### Texto da página:
▽
AC: Sim, quando falei sobre o que a situação económica e financeira traz consigo, acabei depois por diminuir uma série de outras acções que também são determinantes.

Em 2014, apresentamos uma proposta de desenvolvimento desportivo até 2020 ou 2024, mas por força da crise financeira o programa ficou de ser aprovado quando estivessem reunidas as condições para o efeito.

Portanto, houve uma apreciação global sobre aquilo que era o programa de desenvolvimento e depois o que ficou recomendado é que quando surgisse o melhor momento financeiro o Governo poderia retomar o documento e ver em que medida poderia ser aplicado.

O programa trazia uma série de eixos, um deles estava ligado à formação de professores para poder fazer uma correção do programa da reforma da educação que não tinha na altura previsto, que era haver professor de educação física em todas as escolas.

A previsão era ter no mercado de trabalho, em 2024, pelo menos quatro a cinco mil professores de educação física e eu não sei se chegamos a formar ao menos mil profissionais.

Digo, não sei porque não estando a exercer funções, não pertencendo mais aos quadros do Ministério da Juventude e Desportos, vou me dedicando mais aos estudos.
△
### Entradas da listagem:
▽
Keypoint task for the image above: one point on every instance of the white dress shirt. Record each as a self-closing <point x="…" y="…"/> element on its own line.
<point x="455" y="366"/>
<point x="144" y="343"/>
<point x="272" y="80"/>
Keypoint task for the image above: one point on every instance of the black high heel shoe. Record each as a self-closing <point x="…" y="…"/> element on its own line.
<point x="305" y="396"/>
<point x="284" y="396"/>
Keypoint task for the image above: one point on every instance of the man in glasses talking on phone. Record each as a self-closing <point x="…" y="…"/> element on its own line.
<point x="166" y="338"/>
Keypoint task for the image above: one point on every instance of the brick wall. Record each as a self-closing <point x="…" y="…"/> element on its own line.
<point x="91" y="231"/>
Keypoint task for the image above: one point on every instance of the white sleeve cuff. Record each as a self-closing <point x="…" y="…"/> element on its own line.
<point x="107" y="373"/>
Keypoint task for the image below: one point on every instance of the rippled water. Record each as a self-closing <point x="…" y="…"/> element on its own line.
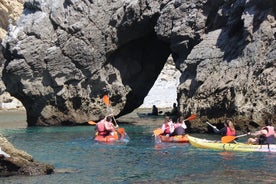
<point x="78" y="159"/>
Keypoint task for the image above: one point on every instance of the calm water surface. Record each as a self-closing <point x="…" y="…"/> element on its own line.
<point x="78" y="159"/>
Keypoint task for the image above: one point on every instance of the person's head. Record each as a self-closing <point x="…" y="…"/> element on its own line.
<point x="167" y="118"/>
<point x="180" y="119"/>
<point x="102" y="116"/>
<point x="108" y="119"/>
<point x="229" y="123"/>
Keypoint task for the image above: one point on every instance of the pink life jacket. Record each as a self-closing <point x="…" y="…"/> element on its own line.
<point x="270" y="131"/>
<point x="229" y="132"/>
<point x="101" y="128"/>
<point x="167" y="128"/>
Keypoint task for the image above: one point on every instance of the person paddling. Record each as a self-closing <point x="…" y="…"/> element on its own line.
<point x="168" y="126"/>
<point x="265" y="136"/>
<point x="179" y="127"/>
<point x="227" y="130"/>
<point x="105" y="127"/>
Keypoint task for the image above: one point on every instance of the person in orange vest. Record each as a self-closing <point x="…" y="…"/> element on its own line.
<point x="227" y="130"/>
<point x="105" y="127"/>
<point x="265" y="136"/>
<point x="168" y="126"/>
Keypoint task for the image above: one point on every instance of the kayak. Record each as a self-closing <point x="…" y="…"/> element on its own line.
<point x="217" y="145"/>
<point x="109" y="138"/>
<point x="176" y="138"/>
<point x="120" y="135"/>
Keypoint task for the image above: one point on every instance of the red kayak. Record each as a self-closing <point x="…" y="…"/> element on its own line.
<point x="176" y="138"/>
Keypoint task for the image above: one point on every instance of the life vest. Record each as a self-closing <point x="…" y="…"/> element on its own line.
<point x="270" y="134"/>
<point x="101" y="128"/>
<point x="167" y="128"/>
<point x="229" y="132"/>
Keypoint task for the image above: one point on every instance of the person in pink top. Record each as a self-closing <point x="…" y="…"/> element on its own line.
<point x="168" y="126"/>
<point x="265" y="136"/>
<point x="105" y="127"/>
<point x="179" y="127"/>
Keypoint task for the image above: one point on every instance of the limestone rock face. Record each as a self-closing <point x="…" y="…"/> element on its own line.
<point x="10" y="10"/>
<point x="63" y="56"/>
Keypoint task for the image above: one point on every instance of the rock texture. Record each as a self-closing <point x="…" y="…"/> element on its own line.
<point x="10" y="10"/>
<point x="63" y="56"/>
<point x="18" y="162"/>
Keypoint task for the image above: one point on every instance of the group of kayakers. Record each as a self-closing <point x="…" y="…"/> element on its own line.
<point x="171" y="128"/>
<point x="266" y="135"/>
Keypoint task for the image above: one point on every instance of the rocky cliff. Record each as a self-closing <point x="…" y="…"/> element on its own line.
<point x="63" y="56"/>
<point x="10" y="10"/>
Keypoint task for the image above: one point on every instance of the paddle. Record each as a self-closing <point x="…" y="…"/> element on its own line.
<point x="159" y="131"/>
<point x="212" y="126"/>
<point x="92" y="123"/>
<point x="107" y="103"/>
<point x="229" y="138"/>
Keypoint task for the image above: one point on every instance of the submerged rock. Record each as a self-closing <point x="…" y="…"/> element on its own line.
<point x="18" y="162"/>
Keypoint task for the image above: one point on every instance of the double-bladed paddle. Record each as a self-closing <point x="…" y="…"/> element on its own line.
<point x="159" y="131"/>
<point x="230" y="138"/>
△
### Tarefas:
#1 Responda com base no texto sobre desenvolvimento desportivo:
(a) Em que ano foi apresentada a proposta de desenvolvimento desportivo?
(b) Quantos professores de educação física o programa previa ter no mercado de trabalho em 2024?
(c) Aos quadros de que ministério o entrevistado diz já não pertencer?
#2 Transcreva fielmente o trecho do texto sobre desenvolvimento desportivo que vai de "Portanto, houve uma" a "poderia ser aplicado.".
#3 Prossiga com o texto sobre desenvolvimento desportivo a partir do ponto em que ele termina.

### Respostas por tarefa:
#1
(a) Em 2014.
(b) Pelo menos quatro a cinco mil.
(c) Do Ministério da Juventude e Desportos.

#2
Portanto, houve uma apreciação global sobre aquilo que era o programa de desenvolvimento e depois o que ficou recomendado é que quando surgisse o melhor momento financeiro o Governo poderia retomar o documento e ver em que medida poderia ser aplicado.

#3
Dizer que este programa de desenvolvimento desportivo previa uma intensificação da formação. Eu trabalhei na criação do Instituto de Educação Física a funcionar no Kilamba, além de outros existentes pelo país, mas as condições financeiras acabaram por levar a juventude a optar por resultados mais rápidos, por coisas mais claras e uns foram para o Direito, Engenharia e acabaram por não ir tanto assim para a educação física.

ANGOP: Quase 50 anos após a independência ainda persiste a questão se existe ou não o desporto escolar?  

AC: A educação física é a base para um bom desporto, mas acima de tudo para a formação de um bom cidadão. O desporto ajuda muito na formação do indivíduo.

Nós tivemos momentos determinantes nos desportos na escola a nível de basquetebol, voleibol e naquelas modalidades de pavilhão directamente ligadas ao ensino.

Na altura, não tínhamos muitos pavilhões nos bairros, então a escola, em si, era quase que absoluta para a prática destas modalidades.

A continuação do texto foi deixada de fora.